Job: Your task is to reproduce the entries below word for word.

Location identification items
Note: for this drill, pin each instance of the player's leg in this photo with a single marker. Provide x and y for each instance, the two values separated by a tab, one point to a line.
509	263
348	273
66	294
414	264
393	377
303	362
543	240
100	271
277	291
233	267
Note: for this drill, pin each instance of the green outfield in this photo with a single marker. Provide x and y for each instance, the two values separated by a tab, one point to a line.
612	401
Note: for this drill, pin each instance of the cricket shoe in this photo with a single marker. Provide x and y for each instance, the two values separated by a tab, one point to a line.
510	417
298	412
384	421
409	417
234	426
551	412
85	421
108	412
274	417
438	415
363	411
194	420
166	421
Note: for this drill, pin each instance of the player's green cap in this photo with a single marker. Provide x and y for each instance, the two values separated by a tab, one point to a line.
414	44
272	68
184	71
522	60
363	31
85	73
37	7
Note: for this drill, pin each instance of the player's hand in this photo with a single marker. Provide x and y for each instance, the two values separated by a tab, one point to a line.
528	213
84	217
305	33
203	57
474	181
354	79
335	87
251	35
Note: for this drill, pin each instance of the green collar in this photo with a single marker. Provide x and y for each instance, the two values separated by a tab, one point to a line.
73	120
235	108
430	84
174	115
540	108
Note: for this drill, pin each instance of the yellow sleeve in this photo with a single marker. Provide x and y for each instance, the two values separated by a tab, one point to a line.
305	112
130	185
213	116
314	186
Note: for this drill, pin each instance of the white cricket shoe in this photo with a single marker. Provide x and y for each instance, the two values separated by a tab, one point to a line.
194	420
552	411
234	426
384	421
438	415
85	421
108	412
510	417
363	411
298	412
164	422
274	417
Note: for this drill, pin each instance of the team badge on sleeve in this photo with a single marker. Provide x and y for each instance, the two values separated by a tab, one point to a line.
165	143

Task response:
Note: for this drill, pin each instance of the player's leg in this photo with a single marker. Provide x and y for each instance, the two values separated by a tab, one point to a line.
509	263
348	273
66	294
414	264
393	377
303	362
543	240
100	271
277	291
233	267
Note: for this drill, pin each instance of the green outfield in this photo with a single marker. Provide x and y for each instance, the two values separated by a tab, one point to a line.
612	401
Note: for this drill, pin each instance of the cricket shoe in this photo with a single marker. Provide x and y for each instance, the two values separated by a tab, one point to a line.
510	417
298	412
384	421
409	417
234	426
551	412
85	421
108	412
274	417
438	415
363	411
194	420
166	421
Note: for this drill, pin each instance of the player's green cap in this photo with a single marker. Provide x and y for each instance, the two values separated by a tab, one point to a line.
414	44
272	68
184	71
522	60
363	31
85	73
37	7
Note: for this drill, pin each instance of the player's hand in this photo with a single marker. Provide x and y for each instance, the two values separated by a tab, one point to a line.
528	213
84	217
305	33
203	57
474	181
354	79
335	87
251	35
Note: for this drill, pin each instance of the green collar in this photo with a single marker. Provide x and y for each instance, the two values separated by a tab, one point to a line.
73	120
235	108
430	84
174	115
540	108
Note: for this drill, pin each instance of the yellow sleeve in this photo with a single marker. Provide x and y for each instance, the two values separated by a tab, one point to a line.
305	112
130	185
213	116
314	186
Note: for this drill, pin each instance of the white cricket shoe in this photo with a single marker. Provide x and y for each instance, the two values separated by a tab, one point to a line.
194	420
552	411
234	426
384	421
438	415
85	421
108	412
510	417
363	411
298	412
164	422
274	417
Note: for this drill, pin each instance of the team badge on sleeve in this photo with a single marker. Provide x and y for each instance, the two values separated by a tab, one point to a line.
165	143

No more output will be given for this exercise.